Work order: Extract the line that contains "Target: strappy sandal" and every line after it to the end of the records below, exactly as written and nothing else.

┌────────

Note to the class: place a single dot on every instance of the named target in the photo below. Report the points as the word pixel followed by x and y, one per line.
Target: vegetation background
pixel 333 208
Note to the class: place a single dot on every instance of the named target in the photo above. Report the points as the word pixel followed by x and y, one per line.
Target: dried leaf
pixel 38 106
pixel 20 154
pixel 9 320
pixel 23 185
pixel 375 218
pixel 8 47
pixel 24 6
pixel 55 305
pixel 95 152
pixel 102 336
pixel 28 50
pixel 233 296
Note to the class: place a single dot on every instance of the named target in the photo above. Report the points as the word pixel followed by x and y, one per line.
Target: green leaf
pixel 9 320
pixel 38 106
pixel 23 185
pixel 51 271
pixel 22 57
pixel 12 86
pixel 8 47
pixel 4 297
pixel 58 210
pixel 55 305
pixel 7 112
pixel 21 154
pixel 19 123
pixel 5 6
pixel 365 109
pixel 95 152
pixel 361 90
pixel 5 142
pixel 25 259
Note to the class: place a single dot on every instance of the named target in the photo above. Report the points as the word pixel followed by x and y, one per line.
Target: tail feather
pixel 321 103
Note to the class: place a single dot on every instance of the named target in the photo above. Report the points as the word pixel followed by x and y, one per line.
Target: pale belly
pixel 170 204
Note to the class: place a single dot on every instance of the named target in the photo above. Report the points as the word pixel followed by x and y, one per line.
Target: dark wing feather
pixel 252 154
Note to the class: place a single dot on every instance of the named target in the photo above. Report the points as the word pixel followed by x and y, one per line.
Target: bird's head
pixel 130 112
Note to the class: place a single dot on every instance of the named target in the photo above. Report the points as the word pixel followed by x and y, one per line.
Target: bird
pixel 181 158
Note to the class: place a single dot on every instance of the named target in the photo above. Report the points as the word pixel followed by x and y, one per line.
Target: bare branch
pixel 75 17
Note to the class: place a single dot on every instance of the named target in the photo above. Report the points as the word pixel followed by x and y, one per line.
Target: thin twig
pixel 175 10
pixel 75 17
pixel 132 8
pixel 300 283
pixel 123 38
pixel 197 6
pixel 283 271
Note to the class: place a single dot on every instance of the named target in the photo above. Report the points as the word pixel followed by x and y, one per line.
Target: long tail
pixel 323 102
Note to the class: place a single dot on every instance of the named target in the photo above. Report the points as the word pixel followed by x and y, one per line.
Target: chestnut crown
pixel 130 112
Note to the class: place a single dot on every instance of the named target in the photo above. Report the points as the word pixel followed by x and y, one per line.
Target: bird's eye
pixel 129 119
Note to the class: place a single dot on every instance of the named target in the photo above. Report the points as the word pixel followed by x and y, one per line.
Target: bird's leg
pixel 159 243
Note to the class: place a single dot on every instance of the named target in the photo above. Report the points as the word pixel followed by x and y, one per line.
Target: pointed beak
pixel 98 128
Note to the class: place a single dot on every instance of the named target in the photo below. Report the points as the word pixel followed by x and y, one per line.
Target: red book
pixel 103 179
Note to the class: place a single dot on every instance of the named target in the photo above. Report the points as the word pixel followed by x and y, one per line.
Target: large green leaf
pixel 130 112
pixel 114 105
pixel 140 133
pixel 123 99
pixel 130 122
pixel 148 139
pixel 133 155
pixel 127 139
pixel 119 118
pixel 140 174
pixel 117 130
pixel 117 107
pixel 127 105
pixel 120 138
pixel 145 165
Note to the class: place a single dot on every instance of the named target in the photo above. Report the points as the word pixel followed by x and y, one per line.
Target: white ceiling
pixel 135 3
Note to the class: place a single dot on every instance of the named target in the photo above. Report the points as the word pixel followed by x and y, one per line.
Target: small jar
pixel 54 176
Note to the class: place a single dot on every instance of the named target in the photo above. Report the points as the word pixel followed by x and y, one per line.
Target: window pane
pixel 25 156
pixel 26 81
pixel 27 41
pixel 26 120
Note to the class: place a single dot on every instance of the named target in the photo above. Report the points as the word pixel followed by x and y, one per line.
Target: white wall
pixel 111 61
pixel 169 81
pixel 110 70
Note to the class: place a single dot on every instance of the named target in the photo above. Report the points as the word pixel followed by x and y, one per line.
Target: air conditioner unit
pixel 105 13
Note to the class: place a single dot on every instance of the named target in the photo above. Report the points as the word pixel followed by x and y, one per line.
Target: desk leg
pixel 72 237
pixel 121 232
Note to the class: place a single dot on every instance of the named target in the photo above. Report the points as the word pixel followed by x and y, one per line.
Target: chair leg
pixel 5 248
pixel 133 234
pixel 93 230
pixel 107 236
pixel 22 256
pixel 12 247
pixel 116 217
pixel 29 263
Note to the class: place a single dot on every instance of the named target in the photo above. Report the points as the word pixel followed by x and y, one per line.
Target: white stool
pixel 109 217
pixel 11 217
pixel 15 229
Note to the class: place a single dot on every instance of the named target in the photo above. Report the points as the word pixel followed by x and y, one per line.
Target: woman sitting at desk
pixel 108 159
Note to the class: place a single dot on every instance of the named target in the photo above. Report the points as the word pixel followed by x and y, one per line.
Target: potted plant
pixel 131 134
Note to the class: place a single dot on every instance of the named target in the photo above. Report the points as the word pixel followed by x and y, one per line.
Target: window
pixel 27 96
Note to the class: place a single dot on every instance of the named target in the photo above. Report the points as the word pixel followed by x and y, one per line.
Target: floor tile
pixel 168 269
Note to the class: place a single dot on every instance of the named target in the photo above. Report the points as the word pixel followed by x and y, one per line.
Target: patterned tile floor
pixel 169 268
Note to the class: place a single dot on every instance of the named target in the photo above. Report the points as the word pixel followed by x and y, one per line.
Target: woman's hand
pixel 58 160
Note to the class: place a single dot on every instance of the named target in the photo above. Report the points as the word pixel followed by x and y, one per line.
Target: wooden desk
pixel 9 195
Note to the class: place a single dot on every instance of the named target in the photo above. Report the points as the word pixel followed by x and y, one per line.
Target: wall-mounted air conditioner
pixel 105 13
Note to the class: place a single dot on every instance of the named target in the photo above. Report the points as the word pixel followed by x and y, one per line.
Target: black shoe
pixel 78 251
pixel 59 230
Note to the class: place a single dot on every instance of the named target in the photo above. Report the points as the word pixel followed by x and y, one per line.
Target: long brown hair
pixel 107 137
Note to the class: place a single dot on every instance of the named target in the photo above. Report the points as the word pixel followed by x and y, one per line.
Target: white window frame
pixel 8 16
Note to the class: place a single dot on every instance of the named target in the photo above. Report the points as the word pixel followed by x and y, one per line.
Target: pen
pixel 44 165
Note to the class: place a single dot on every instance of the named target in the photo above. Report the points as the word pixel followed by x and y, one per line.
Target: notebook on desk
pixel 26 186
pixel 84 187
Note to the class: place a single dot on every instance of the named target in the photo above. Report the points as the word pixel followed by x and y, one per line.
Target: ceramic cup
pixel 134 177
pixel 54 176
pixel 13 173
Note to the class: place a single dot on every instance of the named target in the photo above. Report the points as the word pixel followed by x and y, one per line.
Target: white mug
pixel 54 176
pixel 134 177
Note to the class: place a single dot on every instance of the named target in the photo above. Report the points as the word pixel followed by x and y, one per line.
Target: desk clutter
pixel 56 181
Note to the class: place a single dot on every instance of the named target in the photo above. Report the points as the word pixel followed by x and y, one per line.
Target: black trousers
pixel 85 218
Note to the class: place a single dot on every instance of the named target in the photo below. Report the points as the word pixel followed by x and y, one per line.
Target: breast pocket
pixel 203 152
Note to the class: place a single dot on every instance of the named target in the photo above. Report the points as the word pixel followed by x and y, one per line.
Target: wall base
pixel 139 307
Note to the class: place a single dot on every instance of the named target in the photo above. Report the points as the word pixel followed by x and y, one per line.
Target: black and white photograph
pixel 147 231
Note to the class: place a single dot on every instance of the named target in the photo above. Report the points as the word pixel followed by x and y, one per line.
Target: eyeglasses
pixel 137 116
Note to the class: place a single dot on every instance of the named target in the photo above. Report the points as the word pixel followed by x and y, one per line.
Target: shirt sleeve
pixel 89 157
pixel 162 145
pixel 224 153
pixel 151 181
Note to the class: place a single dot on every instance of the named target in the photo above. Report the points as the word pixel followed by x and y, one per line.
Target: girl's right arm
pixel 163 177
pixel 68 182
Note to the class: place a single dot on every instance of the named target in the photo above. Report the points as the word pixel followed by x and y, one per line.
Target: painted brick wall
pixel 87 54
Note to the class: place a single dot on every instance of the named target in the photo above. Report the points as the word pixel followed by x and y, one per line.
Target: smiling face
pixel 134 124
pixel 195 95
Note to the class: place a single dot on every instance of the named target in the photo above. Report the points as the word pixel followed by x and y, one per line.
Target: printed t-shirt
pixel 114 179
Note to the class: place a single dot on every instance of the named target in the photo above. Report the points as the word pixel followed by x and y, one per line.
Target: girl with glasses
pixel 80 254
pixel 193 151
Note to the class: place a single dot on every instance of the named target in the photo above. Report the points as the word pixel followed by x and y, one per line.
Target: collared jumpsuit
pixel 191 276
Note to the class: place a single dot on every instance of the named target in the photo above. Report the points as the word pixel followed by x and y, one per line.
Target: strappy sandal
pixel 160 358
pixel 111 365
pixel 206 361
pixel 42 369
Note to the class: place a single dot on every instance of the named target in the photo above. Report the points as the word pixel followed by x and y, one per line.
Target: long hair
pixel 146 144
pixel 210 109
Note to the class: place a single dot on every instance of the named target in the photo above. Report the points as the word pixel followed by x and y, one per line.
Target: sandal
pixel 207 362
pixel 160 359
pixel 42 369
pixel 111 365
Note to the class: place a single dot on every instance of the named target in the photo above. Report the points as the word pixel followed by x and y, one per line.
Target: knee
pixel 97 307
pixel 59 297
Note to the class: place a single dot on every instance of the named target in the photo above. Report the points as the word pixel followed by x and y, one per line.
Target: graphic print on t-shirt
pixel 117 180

└────────

Exercise solution:
Target: strappy sandal
pixel 160 358
pixel 111 365
pixel 206 361
pixel 42 369
Note to the class: place a single dot on every instance of the named target in the photo above. Report the points as the word pixel followed by x and y, one per line.
Target: long hair
pixel 146 144
pixel 210 109
Note to the class: place a single dot on every instance of the named target in the photo above. Report the points as the word pixel followed by x and y, one per line.
Target: sandal
pixel 207 362
pixel 160 359
pixel 42 369
pixel 111 365
Note to the class: place a single dot on every instance of the named target in the photo above. Report the points as the word pixel followed by x and y, one per line.
Target: knee
pixel 97 307
pixel 59 297
Note to the class: place a single dot on every instance of the named target in the photo above. Report the points as the word pixel followed by x and y, one per line.
Target: graphic print on t-shirt
pixel 117 180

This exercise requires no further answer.